Which lines of the listing below contain the string "target"? Return each of those lines in full, matching case exactly.

= = = =

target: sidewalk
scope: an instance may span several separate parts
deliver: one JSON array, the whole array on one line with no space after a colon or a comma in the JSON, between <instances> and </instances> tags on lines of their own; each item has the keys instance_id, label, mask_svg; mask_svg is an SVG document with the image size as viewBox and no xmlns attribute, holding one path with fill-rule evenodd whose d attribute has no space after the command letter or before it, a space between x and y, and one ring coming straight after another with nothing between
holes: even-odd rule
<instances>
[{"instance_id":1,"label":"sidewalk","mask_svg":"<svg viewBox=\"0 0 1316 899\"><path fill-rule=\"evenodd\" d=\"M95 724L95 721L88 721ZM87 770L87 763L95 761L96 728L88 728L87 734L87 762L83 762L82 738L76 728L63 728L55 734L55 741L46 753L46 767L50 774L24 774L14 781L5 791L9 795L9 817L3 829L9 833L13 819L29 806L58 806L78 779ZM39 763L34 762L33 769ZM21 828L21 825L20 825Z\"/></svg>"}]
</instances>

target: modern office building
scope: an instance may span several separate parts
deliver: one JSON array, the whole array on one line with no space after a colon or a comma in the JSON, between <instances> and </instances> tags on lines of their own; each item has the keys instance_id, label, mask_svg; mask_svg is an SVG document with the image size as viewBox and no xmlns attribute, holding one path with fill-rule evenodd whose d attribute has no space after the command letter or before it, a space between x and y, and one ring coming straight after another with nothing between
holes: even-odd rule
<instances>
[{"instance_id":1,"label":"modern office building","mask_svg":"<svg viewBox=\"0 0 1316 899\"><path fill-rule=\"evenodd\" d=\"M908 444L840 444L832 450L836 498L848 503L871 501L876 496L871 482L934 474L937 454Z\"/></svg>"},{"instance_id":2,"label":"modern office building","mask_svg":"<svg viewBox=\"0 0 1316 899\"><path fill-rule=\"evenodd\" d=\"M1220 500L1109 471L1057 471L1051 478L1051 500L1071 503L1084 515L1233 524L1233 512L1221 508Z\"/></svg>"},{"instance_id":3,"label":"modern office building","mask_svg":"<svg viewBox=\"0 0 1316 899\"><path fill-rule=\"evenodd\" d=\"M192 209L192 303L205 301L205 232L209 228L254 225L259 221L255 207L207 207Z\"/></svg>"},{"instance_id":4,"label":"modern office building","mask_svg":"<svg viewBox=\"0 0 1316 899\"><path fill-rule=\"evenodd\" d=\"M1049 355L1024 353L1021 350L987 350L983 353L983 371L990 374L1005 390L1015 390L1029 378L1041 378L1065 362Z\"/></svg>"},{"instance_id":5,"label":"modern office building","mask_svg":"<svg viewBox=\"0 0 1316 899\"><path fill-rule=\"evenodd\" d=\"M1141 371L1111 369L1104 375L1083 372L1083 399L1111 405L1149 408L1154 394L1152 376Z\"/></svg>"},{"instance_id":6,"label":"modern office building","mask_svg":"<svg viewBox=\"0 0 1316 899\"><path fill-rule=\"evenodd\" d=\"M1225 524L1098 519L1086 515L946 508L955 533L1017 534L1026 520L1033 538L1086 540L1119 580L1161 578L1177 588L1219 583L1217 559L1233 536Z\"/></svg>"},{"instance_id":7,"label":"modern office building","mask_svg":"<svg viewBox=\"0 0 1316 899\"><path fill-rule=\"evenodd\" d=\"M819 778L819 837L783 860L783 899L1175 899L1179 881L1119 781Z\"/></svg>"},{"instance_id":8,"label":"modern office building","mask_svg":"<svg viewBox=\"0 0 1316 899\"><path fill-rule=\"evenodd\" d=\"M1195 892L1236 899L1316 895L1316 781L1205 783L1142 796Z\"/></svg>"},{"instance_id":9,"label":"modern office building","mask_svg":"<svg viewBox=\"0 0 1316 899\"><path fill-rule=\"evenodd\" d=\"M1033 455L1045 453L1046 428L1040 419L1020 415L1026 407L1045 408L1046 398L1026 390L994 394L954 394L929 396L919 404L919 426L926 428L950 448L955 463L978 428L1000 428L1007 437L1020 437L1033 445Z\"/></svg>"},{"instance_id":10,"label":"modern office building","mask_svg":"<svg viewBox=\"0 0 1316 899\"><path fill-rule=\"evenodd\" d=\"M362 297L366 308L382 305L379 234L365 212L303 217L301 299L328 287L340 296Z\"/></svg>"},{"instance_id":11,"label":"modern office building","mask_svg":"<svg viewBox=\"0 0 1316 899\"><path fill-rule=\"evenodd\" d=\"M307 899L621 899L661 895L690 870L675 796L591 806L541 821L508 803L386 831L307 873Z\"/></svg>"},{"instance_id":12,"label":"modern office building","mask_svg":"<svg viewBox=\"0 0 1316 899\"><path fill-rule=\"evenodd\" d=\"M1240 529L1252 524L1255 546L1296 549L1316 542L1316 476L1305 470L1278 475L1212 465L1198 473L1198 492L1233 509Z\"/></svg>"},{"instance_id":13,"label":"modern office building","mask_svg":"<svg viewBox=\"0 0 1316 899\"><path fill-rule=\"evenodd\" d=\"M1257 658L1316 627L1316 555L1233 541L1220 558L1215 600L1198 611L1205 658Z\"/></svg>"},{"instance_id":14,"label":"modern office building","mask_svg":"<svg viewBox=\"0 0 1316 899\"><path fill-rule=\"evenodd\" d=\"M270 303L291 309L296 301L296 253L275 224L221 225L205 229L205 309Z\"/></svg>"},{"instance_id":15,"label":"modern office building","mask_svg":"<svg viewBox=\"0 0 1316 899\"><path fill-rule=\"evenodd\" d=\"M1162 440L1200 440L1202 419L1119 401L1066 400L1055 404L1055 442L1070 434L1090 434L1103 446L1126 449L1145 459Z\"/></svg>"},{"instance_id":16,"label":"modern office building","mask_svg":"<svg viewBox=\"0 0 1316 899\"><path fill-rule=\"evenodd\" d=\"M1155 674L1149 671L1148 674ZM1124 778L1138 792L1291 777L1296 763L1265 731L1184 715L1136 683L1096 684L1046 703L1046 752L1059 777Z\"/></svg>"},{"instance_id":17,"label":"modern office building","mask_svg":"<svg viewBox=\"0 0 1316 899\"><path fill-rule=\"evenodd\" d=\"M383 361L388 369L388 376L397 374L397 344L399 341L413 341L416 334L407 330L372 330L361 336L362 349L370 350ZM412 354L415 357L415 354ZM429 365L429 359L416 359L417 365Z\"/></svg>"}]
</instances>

= = = =

OUTPUT FOR THIS TASK:
target: sidewalk
target: modern office building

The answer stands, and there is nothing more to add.